» Text section:
# # # # #
WASHINGTON - A member of the Maryland congressional delegation is positioned to become the second-most powerful Democrat in the House, in a post-election shakeup of the Democratic leadership.

Rep. Steny Hoyer, D-Mechanicsville, said he will run for the minority whip position, a job Rep. Nancy Pelosi, D-Calif., is leaving in her bid for the now- vacant minority leader position.

Hoyer said he has the support of 175 of the House's 208 Democrats and, so far, no opponent. He has been angling for the job for years, currying favor with Democratic congressional candidates this year by donating significant amounts of time and money to their campaigns.

The Center for Responsive Politics said Hoyer gave $610,475 to other candidates in this election cycle, the fourth-most of any congressman, and he stumped in more than 20 congressional districts.

"You not only round it (whip votes) up on the inside but from the outside as well," said Frank DeFilippo, a political commentator for WBAL Radio. "Heavy contributors can play a role in it."

The biggest donor to other candidates was Pelosi, who is running against Rep. Martin Frost, D-Texas, for the minority leader job that is being vacated by Rep. Dick Gephardt, D-Mo. Frost was 12th on the list of candidate-to-candidate donors.

DeFilippo called the whip job "one of those anonymous, inside-baseball positions" that carry more weight within the party than with the public. The whip, as the name suggests, is responsible for rounding up votes on key issues and bringing members of the caucus together.

Should Hoyer get the job, DeFilippo said, it would give the state bragging rights but will not significantly improve Maryland's legislative fortunes.

"Basically, what they do is round up votes," DeFilippo said. "People outside the beltway rarely know what whip does."

But Rep. Ben Cardin, D-Baltimore, said the position would bring Hoyer into the fold on key legislative decisions and into contact with the White House. This increased access can only help Hoyer serve his district, said Cardin, who is managing Hoyer's whip campaign.

Hoyer conceded that most of his constituents "really won't care what the whip does. What they care about is how effective can their representative be on behalf of issues they feel are important. As the second-ranking Democrat, I will have increased ability to serve my district."

A win will be redemption for Hoyer, who has twice run unsuccessfully for whip. Last year, he lost to Pelosi 118 to 95, and in 1991 he lost to then-Rep. David Bonior, D-Mich., 160 to 109.

Hoyer and his supporters credit his previous bids as proof that he has paid his dues and it's now his turn. They noted that it is unusual for someone to run opposed for whip.

"He is going to get it," Cardin said. "Steny got a lot of good will in the last two races and it will be reflected from his congressional caucus."

Hoyer will not endorse either Pelosi or Frost for minority leader, but is generally seen as a moderate. He blames Democratic losses in Tuesday's elections on the party's inability to communicate its message to voters nationwide.

"There is no doubt that the president was successful in nationalizing the election and focusing the electorate on the war with Iraq," Hoyer said. "It was not a result of people not agreeing with us on the issues, but we were not successful in communicating our message."
# # # # #
» Supplied data:

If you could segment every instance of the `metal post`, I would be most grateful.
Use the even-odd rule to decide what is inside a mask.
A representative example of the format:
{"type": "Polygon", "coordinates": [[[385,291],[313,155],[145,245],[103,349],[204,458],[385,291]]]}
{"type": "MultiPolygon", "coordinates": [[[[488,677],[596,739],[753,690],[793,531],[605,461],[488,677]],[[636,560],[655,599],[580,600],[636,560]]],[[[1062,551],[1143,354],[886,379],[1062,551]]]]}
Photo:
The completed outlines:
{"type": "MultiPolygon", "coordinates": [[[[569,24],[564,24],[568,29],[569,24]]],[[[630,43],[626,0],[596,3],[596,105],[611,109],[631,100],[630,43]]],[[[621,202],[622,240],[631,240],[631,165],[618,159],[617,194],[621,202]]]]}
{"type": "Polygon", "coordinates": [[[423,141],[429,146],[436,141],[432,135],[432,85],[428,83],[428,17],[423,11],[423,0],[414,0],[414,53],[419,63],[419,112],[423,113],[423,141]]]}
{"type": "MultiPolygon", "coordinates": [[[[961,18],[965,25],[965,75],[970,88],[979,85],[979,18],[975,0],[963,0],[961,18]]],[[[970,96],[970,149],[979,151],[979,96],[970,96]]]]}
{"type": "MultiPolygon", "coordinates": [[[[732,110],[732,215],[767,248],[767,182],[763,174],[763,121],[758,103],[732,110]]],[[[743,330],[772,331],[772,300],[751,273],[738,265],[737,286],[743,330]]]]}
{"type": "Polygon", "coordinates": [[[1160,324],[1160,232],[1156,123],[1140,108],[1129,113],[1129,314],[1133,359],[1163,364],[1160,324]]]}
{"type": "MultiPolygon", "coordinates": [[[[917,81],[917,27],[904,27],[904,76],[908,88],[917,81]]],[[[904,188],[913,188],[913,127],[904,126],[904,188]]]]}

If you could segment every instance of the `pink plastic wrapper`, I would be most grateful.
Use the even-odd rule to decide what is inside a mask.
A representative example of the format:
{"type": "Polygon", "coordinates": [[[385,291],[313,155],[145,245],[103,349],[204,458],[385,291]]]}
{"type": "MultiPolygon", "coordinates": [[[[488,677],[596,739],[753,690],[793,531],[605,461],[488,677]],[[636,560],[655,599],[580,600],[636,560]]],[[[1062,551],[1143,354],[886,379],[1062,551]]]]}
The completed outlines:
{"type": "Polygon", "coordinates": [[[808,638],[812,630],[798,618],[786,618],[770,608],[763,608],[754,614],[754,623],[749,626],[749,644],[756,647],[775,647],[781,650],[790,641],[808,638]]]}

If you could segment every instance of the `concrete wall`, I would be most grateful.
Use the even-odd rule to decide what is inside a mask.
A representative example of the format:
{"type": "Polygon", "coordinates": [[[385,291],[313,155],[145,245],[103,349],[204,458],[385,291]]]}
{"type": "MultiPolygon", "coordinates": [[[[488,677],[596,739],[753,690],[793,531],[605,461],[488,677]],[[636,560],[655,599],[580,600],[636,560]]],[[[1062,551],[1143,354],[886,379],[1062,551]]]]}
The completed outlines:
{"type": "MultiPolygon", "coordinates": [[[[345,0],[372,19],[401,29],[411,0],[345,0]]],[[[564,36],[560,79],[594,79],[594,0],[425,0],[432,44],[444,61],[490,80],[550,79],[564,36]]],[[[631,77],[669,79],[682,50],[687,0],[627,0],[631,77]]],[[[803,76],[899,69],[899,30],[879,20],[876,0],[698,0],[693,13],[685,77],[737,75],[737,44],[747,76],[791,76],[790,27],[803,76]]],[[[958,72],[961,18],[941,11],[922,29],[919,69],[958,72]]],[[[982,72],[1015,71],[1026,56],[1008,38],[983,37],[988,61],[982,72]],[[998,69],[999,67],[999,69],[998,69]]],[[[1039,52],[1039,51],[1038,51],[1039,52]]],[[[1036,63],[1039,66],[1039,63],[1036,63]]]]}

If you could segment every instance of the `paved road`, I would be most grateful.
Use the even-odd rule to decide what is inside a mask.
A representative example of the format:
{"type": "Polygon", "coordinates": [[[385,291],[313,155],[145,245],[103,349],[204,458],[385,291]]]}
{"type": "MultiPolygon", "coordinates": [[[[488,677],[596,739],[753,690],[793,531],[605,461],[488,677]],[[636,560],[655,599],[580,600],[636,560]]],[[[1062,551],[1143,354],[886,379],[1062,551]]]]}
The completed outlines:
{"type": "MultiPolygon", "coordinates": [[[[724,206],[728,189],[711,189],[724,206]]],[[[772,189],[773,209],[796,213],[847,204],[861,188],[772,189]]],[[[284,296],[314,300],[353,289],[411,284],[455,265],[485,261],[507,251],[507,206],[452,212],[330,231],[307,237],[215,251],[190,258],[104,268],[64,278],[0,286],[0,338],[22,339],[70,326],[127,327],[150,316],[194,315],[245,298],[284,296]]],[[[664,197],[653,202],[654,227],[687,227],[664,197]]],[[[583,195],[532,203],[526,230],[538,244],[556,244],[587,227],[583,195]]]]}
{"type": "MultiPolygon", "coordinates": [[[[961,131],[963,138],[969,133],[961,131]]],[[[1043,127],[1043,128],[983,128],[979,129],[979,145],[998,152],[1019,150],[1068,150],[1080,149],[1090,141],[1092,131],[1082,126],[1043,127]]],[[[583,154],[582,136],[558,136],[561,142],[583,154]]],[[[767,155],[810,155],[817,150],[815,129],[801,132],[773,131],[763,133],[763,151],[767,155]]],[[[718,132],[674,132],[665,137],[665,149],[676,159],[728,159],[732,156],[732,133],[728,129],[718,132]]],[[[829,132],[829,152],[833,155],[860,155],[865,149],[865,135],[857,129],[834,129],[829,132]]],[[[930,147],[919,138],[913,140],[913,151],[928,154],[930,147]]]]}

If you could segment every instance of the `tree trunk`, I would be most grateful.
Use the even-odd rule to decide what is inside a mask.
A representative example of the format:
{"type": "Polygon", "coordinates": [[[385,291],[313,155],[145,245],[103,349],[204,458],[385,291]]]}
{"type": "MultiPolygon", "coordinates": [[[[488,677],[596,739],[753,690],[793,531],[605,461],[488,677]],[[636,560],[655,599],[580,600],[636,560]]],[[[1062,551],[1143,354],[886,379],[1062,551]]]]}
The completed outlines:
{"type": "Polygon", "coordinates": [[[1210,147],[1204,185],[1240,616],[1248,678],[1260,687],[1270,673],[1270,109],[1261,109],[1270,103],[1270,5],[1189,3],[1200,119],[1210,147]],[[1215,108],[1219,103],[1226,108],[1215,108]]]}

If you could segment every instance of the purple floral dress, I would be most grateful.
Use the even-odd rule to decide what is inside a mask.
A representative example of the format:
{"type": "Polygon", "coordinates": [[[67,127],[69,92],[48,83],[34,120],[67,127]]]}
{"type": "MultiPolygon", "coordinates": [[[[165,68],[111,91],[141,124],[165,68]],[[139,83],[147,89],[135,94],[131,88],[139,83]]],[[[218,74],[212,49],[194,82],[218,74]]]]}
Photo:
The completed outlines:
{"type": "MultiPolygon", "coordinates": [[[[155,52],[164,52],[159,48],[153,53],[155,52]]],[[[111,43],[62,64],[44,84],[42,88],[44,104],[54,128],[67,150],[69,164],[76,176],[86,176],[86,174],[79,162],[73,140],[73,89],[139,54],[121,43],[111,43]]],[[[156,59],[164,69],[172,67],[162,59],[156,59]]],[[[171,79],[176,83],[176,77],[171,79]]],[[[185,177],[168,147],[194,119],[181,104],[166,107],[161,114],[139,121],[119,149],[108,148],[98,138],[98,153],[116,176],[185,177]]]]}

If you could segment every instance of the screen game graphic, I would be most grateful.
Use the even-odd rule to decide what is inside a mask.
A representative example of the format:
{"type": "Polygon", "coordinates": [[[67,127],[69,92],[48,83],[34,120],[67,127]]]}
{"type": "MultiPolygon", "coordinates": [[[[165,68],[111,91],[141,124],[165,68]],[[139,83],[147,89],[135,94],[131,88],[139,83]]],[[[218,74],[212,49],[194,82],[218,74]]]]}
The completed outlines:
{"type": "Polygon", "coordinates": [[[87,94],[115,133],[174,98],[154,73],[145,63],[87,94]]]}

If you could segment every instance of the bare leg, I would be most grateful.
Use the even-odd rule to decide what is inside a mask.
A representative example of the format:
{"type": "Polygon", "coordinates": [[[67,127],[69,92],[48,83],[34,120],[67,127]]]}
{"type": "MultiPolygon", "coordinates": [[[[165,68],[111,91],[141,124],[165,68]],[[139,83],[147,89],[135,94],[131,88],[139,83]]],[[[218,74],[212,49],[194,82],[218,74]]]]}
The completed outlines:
# # # # #
» To do:
1. List every person the article on Steny Hoyer's bid for minority whip identifies with a party-and-place label such as "D-Calif.", giving each label.
2. Return the passage of the article on Hoyer's whip bid that runs from "The Center for" to "the caucus together.", copied word for word.

» Task-by-task results:
1.
- Steny Hoyer, D-Mechanicsville
- Nancy Pelosi, D-Calif.
- Martin Frost, D-Texas
- Dick Gephardt, D-Mo.
- Ben Cardin, D-Baltimore
- David Bonior, D-Mich.

2.
The Center for Responsive Politics said Hoyer gave $610,475 to other candidates in this election cycle, the fourth-most of any congressman, and he stumped in more than 20 congressional districts.

"You not only round it (whip votes) up on the inside but from the outside as well," said Frank DeFilippo, a political commentator for WBAL Radio. "Heavy contributors can play a role in it."

The biggest donor to other candidates was Pelosi, who is running against Rep. Martin Frost, D-Texas, for the minority leader job that is being vacated by Rep. Dick Gephardt, D-Mo. Frost was 12th on the list of candidate-to-candidate donors.

DeFilippo called the whip job "one of those anonymous, inside-baseball positions" that carry more weight within the party than with the public. The whip, as the name suggests, is responsible for rounding up votes on key issues and bringing members of the caucus together.